The challenge, according to Dr. Kaino, is that medical oxygen is expensive and often unavailable, particularly in rural health facilities. Unlike hospitals in the U.S. and Europe that manufacture oxygen on-site and pipe it through their walls, those in low-income countries rely on cylinders filled at oxygen generating plants. However, these plants are few and far between in Africa, meaning hospitals must incur expenses for cylinders, transport, accessories and the oxygen itself, plus any training, maintenance and inspection costs needed. This price tag is simply too steep for many hospitals. In the interim, whatever oxygen is available often becomes rationed, used primarily for surgical care and the most acute cases.

One Kenyan entrepreneur – Dr. Bernard Olayo – is working to change that. After analyzing existing oxygen plants and realizing how much hospitals were spending on fuel for transportation, he created a self-sustaining model for producing and distributing concentrated oxygen at a lower cost.

“We found a way of reducing costs by creating a local plant in Western Kenya, timing distribution to nearby hospitals based on projected oxygen consumption and sticking to efficient, routine delivery routes,” explained Dr. Olayo. “We also offer customers training, maintenance packages and accessories such as face masks, pulse oximeters and manifolds [piping devices that allow oxygen to be distributed throughout a hospital].”

Dr. Olayo’s enterprise is aptly named Hewa Tele (Kiswahili for “abundant air”), and has quickly become a paragon for supplying oxygen in low-resource settings. It is currently serving health facilities with a combined catchment area of six million people, and is expected to double in size in 2017 thanks to a new investment from the Canadian government.

Recorded data —
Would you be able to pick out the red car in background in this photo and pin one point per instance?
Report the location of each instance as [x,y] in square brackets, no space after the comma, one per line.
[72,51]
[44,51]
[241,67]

What to produce —
Copy word for word the part of the passage on medical oxygen that opens with the words containing "The challenge, according" and closes with "most acute cases.". Work only from the passage on medical oxygen, not from the records.

Written response —
The challenge, according to Dr. Kaino, is that medical oxygen is expensive and often unavailable, particularly in rural health facilities. Unlike hospitals in the U.S. and Europe that manufacture oxygen on-site and pipe it through their walls, those in low-income countries rely on cylinders filled at oxygen generating plants. However, these plants are few and far between in Africa, meaning hospitals must incur expenses for cylinders, transport, accessories and the oxygen itself, plus any training, maintenance and inspection costs needed. This price tag is simply too steep for many hospitals. In the interim, whatever oxygen is available often becomes rationed, used primarily for surgical care and the most acute cases.